WHAT THE TASK ASKS
For the listing that follows, report how many lines contain the string "dark", giving the number alone.

PROVIDED INFORMATION
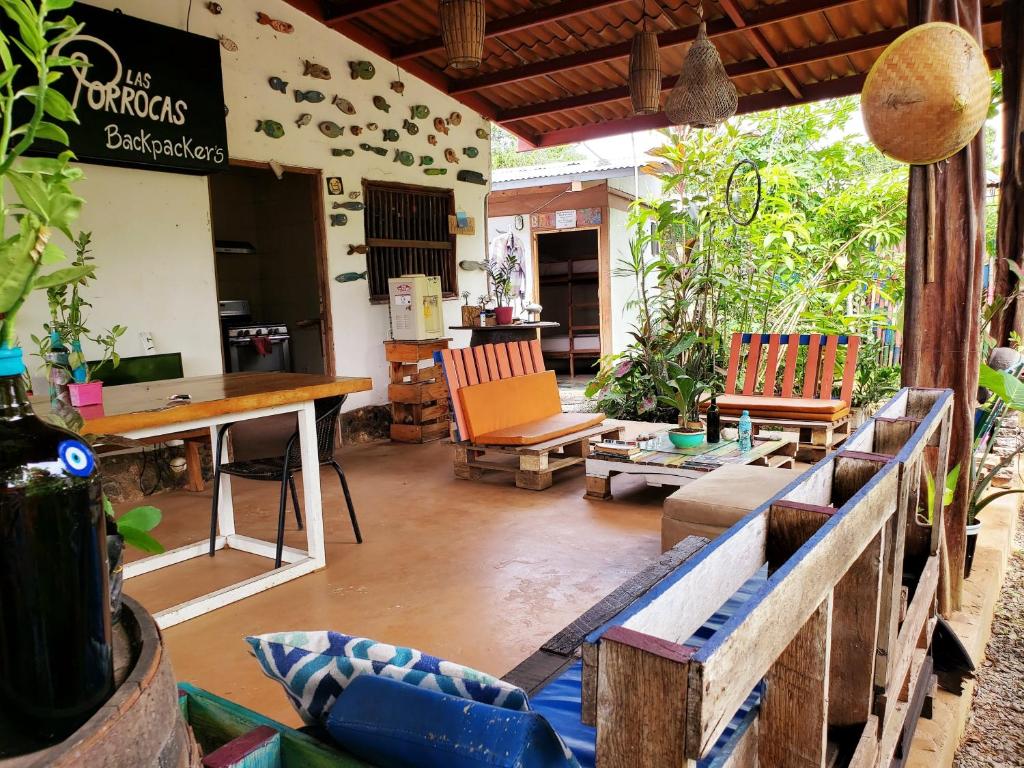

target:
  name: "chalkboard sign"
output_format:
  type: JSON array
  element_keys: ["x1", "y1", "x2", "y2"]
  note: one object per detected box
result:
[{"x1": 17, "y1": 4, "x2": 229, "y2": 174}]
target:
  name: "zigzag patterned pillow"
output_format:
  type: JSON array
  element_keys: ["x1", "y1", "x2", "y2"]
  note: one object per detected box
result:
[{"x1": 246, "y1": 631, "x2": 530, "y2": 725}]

...

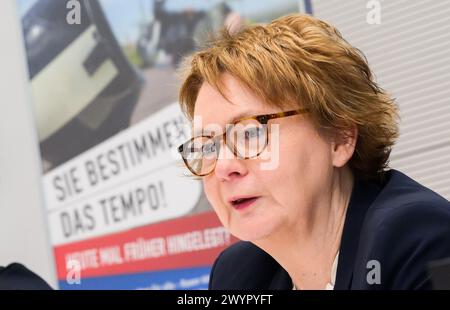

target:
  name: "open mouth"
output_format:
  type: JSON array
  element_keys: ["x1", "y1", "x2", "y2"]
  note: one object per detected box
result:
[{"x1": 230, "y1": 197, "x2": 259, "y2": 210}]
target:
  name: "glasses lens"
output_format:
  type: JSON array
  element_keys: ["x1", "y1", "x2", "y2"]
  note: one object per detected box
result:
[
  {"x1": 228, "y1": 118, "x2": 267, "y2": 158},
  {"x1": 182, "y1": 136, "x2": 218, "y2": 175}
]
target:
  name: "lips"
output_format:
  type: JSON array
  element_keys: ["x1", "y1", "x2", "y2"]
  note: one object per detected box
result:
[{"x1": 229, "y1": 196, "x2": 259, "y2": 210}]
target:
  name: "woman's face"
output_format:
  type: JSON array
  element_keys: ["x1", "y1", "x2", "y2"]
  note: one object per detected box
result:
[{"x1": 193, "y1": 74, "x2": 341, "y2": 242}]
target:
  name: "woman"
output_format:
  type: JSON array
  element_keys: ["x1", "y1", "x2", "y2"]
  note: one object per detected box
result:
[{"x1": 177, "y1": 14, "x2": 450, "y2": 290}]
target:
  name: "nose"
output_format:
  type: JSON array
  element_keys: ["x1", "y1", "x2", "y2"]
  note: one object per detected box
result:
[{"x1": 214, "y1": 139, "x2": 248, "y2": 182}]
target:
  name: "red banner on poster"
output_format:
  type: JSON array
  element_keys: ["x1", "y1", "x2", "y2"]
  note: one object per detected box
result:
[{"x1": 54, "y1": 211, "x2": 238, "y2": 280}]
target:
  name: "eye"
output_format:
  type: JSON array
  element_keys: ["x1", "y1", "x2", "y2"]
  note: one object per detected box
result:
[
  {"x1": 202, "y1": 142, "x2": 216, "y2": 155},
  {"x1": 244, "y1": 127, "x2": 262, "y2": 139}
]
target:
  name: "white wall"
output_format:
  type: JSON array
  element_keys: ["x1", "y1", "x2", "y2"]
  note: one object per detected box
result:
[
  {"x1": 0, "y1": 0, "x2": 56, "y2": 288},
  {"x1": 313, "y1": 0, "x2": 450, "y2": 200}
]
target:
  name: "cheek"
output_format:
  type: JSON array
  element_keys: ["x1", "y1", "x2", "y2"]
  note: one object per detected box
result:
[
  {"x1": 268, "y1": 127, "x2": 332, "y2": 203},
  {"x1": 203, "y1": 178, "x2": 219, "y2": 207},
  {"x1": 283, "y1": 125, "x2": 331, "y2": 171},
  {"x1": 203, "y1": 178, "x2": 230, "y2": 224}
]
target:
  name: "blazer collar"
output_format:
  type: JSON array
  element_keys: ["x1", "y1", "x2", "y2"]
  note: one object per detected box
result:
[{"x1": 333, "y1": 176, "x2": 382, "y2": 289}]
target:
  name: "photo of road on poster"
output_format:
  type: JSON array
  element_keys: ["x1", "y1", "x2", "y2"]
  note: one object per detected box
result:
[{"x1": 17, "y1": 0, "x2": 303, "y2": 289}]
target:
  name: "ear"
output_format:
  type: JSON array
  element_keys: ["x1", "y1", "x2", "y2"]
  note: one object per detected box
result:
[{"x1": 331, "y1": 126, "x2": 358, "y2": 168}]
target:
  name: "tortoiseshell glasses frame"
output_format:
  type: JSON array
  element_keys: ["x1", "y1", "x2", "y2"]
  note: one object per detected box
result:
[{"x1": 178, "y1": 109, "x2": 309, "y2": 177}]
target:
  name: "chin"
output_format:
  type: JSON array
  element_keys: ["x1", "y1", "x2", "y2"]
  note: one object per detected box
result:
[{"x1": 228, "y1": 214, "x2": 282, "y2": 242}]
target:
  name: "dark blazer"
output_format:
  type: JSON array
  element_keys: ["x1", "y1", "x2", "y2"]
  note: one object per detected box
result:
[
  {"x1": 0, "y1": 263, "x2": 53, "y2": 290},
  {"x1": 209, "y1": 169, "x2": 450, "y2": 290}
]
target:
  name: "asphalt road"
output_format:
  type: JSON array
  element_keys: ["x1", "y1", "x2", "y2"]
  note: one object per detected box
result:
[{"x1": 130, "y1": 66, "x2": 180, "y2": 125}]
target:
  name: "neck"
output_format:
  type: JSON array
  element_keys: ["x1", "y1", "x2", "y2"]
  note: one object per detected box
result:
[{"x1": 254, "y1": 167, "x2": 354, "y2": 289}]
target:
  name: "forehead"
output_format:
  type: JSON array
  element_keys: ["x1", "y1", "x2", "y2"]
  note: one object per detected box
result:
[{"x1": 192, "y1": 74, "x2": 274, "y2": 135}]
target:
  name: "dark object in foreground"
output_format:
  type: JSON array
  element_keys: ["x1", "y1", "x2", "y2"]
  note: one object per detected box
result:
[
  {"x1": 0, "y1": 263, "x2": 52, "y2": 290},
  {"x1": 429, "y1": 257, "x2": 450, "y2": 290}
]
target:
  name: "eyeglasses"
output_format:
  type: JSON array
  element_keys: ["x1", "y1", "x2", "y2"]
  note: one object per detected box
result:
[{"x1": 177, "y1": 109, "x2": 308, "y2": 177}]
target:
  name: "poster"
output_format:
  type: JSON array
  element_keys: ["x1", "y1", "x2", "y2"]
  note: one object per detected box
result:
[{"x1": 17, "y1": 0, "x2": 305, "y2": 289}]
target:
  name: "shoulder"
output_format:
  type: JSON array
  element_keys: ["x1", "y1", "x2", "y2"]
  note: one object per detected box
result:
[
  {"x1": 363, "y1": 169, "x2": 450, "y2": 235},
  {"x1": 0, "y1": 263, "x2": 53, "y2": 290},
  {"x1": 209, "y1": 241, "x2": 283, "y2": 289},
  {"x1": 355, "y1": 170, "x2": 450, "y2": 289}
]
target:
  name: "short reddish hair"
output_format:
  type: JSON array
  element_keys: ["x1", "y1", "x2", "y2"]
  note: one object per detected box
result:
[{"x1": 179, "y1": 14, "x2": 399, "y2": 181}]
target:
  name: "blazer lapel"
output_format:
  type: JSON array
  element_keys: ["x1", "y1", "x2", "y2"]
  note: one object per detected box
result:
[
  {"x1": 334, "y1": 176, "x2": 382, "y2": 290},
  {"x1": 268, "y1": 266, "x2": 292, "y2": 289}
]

RESULT FOR THIS TASK
2